» **STATED GOAL**: Rewrite the lines below from the line with "The component shall indicate each instance of the upper" through the end, requests included, and add -72 to every coordinate in the answers.

» **RAW RECORDS**:
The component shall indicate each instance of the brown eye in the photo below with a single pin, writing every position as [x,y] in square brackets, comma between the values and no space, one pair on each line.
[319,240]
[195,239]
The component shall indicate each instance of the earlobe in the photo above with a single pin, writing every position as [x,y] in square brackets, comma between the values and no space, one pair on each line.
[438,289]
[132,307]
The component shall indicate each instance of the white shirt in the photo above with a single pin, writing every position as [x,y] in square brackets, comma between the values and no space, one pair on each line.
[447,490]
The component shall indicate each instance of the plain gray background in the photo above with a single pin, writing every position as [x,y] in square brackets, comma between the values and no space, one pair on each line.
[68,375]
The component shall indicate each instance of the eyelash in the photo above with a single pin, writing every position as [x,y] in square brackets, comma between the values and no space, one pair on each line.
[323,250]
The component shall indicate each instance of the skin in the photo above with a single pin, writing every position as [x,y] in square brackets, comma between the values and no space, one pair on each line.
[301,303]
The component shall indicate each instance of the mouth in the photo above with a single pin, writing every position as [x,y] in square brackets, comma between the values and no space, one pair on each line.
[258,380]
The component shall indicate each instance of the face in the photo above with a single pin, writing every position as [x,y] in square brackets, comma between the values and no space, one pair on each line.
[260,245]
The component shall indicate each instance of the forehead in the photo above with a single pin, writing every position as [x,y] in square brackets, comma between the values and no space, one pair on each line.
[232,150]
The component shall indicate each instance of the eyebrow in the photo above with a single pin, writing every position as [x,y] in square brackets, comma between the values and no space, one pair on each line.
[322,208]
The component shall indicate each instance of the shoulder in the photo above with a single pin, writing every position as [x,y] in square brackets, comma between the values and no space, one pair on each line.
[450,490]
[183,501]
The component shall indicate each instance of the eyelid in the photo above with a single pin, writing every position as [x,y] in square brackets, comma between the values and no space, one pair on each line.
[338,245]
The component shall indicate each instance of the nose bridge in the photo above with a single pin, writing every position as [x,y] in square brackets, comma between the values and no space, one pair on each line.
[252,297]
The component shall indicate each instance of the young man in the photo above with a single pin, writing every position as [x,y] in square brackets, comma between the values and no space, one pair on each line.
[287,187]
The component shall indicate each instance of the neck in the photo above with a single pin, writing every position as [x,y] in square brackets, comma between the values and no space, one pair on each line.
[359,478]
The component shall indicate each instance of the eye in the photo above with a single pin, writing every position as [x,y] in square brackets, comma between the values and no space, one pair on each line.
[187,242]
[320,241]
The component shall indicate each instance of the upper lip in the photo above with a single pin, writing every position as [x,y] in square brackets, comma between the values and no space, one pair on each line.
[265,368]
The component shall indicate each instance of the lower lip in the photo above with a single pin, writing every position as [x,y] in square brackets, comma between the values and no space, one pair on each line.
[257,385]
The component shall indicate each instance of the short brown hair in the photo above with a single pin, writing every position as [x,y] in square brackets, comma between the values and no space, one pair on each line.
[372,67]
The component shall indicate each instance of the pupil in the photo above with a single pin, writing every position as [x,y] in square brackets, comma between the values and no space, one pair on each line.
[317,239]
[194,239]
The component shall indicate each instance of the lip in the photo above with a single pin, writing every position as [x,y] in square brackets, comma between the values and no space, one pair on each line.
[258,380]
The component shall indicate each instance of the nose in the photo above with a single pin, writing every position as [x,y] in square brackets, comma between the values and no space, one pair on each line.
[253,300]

» **SOLUTION BELOW**:
The component shall indicate each instance of the upper lip in the photo above with a single pin, writing every position as [x,y] in square brackets, comma between the values and no space, one pair on each line.
[193,296]
The component shall indicate each instance of the lower lip in the photo above with a single pin, writing every position as [x,y] in square brackets, comma between the values and no space, one pair on each line.
[185,313]
The component shall indicate each instance of the short brown hair in the photo above with a single pin, writing every position as [x,y] in square brackets, comma between the values and no space, one pair on each line.
[300,-5]
The component shall indicate each instance of the pupil in the photo above with a single pin, writing every position as [x,y] in square brackets, comma between the values and no space, one pair on each line.
[245,167]
[122,167]
The component shall indicate each instance of the lip in the photo above with a single pin, writing every position as [x,y] in square brackets, comma between the values and no space, one pair on each line.
[186,308]
The component shall indicate each instance of the nose in the photo above with a single pin, writing every position as [x,y] in square brackets, comma between the values and no space, one pair on each line.
[181,228]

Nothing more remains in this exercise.